Problem set:
[1] Please list the causes the passage on demons gives for why coitus with a demon is extremely painful.
[2] Put everything in the records from the line containing "Target: guitar body" down to the end of the records into a numbered list, with blank lines and pictures left out.

═════ Document section

Like spirits, demons are incorporeal, but by condensing the air they can create a temporary body, of which they can even vary the gender: they first take the female form of succubus (“who lies below”) to get the seed of a man, with which they then impregnate a woman by assuming the form of incubus (“who lies above”). This stratagem is sometimes replaced by the use of a momentarily reanimated corpse as a male vehicle, or by the collaboration between an incubus and a succubus, according to those demonologists for whom even evil spirits are gendered (in such a view, the number of male demons clearly exceeds that of female demons, precisely because of the bottomless concupiscence of women). This is a practice that in the first phase of demonology is motivated by the horror against sodomy attributed to the demons. Evil spirits would refuse to mate with a male human being — a theory which will be later abandoned in favor of a devilish sexuality without limits. In any case, this activity is carried out with a superhuman speed, which explains why the demonic phallus is felt to be cold by human partners. Moreover, according to some, such coitus is extremely painful, because of the disproportionate size of the diabolic member, of its icy temperature and/or of its bifurcation, aimed at simultaneous double penetration; according to others, on the contrary, copulation with a demon would be much more pleasant than that with a man, so much so that the devil is feared by mortals even as a sexual rival. In the wake of Augustine, as we have said, it is a kind of mating that is considered unhealthy because it does not lead to the birth of “children of the devil” in the literal sense: these children, conceived by women impregnated with human sperm that the demons have “stolen”, are in fact human too.

══════════
═════ Records for the task

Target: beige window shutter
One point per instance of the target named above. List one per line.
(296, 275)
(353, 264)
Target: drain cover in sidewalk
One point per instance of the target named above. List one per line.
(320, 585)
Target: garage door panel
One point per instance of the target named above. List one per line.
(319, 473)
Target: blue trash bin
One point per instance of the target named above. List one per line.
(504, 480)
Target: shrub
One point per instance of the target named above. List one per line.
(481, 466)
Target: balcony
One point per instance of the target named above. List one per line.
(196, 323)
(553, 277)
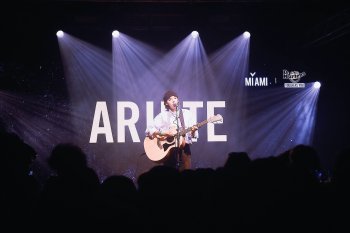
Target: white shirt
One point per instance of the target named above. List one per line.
(167, 119)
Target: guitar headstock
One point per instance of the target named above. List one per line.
(216, 119)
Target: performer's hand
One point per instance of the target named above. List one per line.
(193, 130)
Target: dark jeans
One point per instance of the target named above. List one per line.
(184, 158)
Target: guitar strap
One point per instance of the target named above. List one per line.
(181, 115)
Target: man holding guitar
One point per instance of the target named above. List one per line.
(167, 135)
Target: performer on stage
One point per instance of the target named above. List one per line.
(166, 125)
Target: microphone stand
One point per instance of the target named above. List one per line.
(178, 157)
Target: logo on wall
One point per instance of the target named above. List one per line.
(294, 77)
(256, 81)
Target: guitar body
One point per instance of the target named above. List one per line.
(158, 148)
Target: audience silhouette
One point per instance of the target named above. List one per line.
(281, 193)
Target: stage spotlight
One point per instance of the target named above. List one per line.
(194, 34)
(246, 34)
(115, 34)
(317, 85)
(60, 33)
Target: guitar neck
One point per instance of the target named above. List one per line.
(200, 124)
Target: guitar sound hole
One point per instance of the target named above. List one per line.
(170, 139)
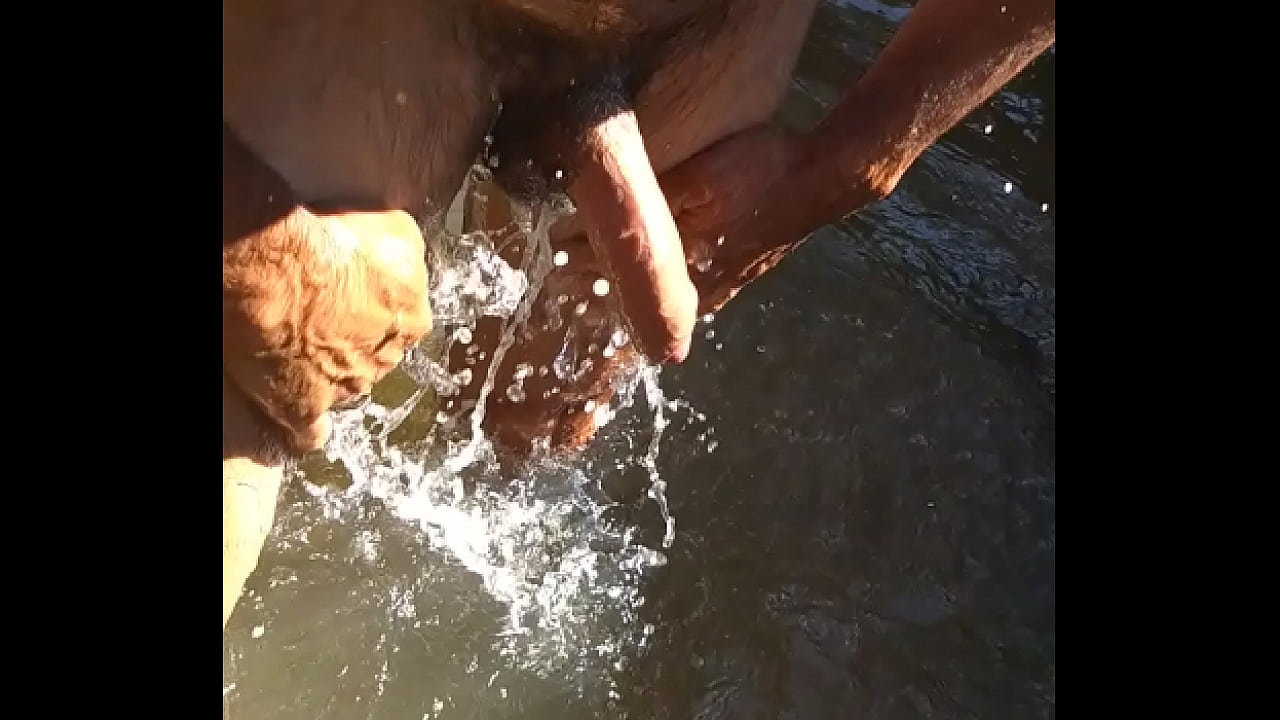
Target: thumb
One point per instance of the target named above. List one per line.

══════════

Solutions in order:
[1]
- The disproportionate size of the diabolic member
- Its icy temperature
- Its bifurcation, aimed at simultaneous double penetration

[2]
1. Target: guitar body
2. One point per instance of the target named above. List one per line.
3. (158, 148)
4. Target: audience silhouette
5. One point per instance of the target named above. List one per line.
6. (281, 193)
7. Target: stage spotlight
8. One point per instance of the target named above. List one per line.
9. (194, 34)
10. (246, 34)
11. (115, 34)
12. (317, 85)
13. (60, 33)
14. Target: guitar neck
15. One point per instance of the target named above. List one per line.
16. (200, 124)
17. Target: guitar sound hole
18. One point per instance of the target named above. List one per line.
19. (170, 139)
20. Target: thumb
21. One point per instance of the target named above. List one per line.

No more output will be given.